◆ Yang Harus Dikerjakan ◆
(1) Dalam kutipan dokumen tentang bahan organik tanah, mengapa keberadaan bahan organik sering dijadikan indikator umum kesuburan tanah? Jawab dalam satu sampai tiga kalimat.
(2) Lanjutkan kutipan dokumen tentang bahan organik tanah mulai setelah kalimat terakhirnya.

Madjid (2007), juga menyatakan bahwa bahan organik adalah kumpulan
beragam senyawa-senyawa organik kompleks yang sedang atau telah
mengalami proses dekomposisi, baik berupa humus hasil humifikasi maupun
senyawa-senyawa anorganik hasil mineralisasi dan termasuk juga mikrobia
heterotrofik dan ototrofik yang terlibat dan berada didalamnya. Bahan organik
tanah adalah semua jenis senyawa organik yang terdapat di dalam tanah,
termasuk serasah, fraksi bahan organik ringan, biomassa mikroorganisme,
bahan organik terlarut di dalam air, dan bahan organik yang stabil atau humus.
Bahan organik tanah sangat berperan sebagai faktor pengendali (regulating
factor) dalam proses-proses penyediaan unsur hara bagi tanaman dan
10
mempertahankan struktur tanah melalui pembentukan agregat tanah yang stabil,
penyediaan jalan bagi pergerakan air dan udara tanah, penentu kapasitas
serapan air, pengurangan bahaya erosi, penyangga (buffering) pengaruh
pestisida dan pencegahan pencucian hara (nutrient leaching). Karena itu,
keberadaan bahan organik dalam tanah seringkali dijadikan sebagai indikator
umum kesuburan tanah. Kandungan bahan organik tanah juga dapat dijadikan
sebagai indikator tingkat erosi tanah. Ketika terjadi erosi yang meningkat,
bagian-bagian horison permukaan hilang terbawa erosi, termasuk bahan organik
tanah juga hilang.
2.2.2. Sumber Bahan Organik
Sumber primer bahan organik adalah jaringan tanaman berupa akar,
batang, ranting, daun, dan buah. Bahan organik dihasilkan oleh tumbuhan
melalui proses fotosintesis sehingga unsur karbon merupakan penyusun utama
dari bahan organik tersebut. Unsur karbon ini berada dalam bentuk senyawa-
senyawa polisakarida, seperti selulosa, hemiselulosa, pati, dan bahan-bahan
pektin serta lignin. Selain itu nitrogen merupakan unsur yang paling banyak
terakumulasi dalam bahan organik karena merupakan unsur yang penting dalam
sel mikroba yang terlibat dalam proses perombakan bahan organik tanah.

◆ Baris yang Ditampilkan ◆
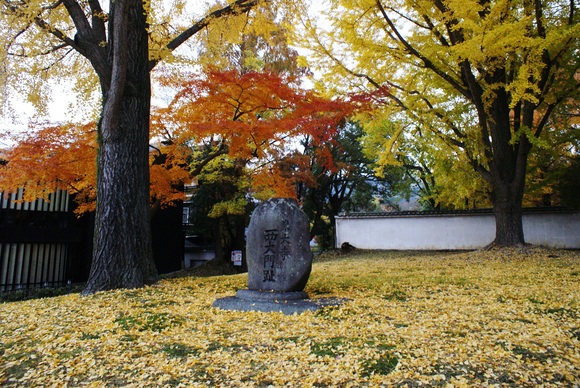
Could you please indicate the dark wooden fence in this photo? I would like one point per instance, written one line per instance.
(36, 241)
(42, 243)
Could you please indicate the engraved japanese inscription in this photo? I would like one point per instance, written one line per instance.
(278, 249)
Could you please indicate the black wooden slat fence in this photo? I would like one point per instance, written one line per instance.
(35, 241)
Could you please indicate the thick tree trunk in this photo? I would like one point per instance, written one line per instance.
(122, 255)
(507, 209)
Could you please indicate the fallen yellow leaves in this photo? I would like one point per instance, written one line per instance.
(502, 317)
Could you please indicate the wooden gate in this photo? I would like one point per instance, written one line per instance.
(36, 241)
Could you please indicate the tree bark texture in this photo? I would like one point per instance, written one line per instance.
(122, 255)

◆ Jawaban Tugas ◆
(1) Bahan organik tanah berperan sebagai faktor pengendali dalam penyediaan unsur hara bagi tanaman dan dalam mempertahankan struktur tanah. Perannya mencakup pembentukan agregat tanah yang stabil, penyediaan jalan bagi pergerakan air dan udara tanah, penentuan kapasitas serapan air, pengurangan bahaya erosi, penyangga pengaruh pestisida, dan pencegahan pencucian hara.

(2)
Jaringan tanaman ini akan mengalami dekomposisi dan akan terangkut ke
lapisan bawah serta diinkorporasikan dengan tanah. Tumbuhan tidak saja
sumber bahan organik, tetapi sumber bahan organik dari seluruh makhluk hidup
(Madjid, 2007 ).
Sekam padi merupakan sumber primer bahan organik karena dihasilkan
dari proses fotosintesis yang mengandung unsur karbon. Unsur karbon ini
dalam bentuk selulose dan hemiselulosa. Menurut Tajang (1989), bahwa sekam
padi mengandung selulose 40%, hemiselulose 35% dan kadar abu 25 %.
11
Berdasarkan hasil analisis kimia tersebut maka sekam padi potensial sebagai
sumber bahan organik. Apalagi sekam padi jumlahnya banyak, murah, mudah
diperoleh karena ada di setiap lokasi pedesaan. Menurut Hara (1986) dan
Tajang (1989) bahwa setiap penggilingan padi akan dihasilkan limbah berupa
sekam padi dan dedak sekitar 20 %. Namun keberadaan sekam padi sangat
dilematis, bila dibuang pada tempat pembuangan akhir akan mempercepat umur
daya tampung. Tapi jika dibakar menimbulkan emisi karbon dioksida namun
kalau dibiarkan membusuk dapat mencemari lingkungan hidup dan melepaskan
emisi gas metan (CH4) ke atmosfer. Menurut Sudrajat (2002), limbah organik
dari pertanian memberikan sumbangan besar pada peningkatan gas rumah kaca
melalui emisi CO2 dan CH4, hasil pembakaran maupun dekomposisi alami.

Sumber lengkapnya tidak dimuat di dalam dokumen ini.